━━ DATA PROVIDED
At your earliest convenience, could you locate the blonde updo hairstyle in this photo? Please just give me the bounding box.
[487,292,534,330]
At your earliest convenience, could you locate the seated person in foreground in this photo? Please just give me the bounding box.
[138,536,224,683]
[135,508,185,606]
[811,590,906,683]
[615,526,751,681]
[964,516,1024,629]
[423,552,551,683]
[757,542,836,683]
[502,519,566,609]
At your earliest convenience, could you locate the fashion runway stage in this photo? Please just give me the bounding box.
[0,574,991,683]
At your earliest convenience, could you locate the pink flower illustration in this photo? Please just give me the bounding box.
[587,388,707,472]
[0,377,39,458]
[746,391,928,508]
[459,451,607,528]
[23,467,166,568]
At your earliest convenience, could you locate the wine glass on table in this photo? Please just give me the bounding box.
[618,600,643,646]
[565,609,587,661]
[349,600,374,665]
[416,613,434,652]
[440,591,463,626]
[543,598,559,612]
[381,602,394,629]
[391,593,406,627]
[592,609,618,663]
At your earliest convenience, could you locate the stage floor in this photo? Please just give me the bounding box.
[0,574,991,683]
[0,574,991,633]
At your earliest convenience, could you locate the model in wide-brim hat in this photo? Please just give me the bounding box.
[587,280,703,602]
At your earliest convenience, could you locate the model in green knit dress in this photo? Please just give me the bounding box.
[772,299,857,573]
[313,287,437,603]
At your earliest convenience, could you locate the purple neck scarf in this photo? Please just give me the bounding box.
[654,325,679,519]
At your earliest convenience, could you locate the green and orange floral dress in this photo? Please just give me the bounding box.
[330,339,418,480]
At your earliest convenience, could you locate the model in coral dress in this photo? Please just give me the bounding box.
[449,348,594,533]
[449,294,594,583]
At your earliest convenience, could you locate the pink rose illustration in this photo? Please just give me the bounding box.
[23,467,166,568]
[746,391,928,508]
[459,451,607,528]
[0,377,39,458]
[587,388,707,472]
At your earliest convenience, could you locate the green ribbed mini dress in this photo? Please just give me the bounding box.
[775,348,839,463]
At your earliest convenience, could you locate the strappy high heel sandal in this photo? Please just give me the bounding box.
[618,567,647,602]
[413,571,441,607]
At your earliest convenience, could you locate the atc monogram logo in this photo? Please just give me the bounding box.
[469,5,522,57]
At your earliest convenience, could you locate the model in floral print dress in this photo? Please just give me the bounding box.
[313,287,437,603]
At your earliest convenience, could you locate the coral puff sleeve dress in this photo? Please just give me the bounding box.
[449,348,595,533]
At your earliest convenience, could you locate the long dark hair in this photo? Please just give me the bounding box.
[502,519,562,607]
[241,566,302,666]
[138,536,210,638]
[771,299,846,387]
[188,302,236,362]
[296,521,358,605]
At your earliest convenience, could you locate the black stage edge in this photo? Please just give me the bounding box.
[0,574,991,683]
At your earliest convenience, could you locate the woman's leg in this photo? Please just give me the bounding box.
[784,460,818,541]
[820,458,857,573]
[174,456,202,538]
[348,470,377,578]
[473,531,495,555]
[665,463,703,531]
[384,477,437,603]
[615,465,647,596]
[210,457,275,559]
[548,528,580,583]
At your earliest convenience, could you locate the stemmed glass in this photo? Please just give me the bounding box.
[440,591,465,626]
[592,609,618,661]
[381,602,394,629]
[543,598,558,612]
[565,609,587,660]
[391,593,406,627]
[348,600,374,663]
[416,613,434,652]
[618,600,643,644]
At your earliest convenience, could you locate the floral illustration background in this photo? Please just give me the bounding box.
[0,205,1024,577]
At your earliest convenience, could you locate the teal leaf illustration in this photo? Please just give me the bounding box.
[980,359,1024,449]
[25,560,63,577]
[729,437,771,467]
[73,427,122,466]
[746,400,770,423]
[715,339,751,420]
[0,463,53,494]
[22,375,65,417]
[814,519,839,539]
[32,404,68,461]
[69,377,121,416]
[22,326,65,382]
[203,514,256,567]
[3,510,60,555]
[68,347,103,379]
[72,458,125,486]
━━━━
# BRIEF
Copy out verbatim the rows between the line containing "model in green" and the line containing "[330,339,418,480]", both lines included.

# PROBLEM SOLUTION
At your earliest convenience, could you locate the model in green knit dress in this photo? Please just give me the bounding box.
[772,299,857,573]
[313,287,437,603]
At your earliest convenience, could you locate the purple neck scarf in this photo? Please just give me the bounding box.
[654,325,679,519]
At your earliest convenience, could you locate the green and orange floral dress in this photo? Please just give me the bounding box.
[330,339,418,480]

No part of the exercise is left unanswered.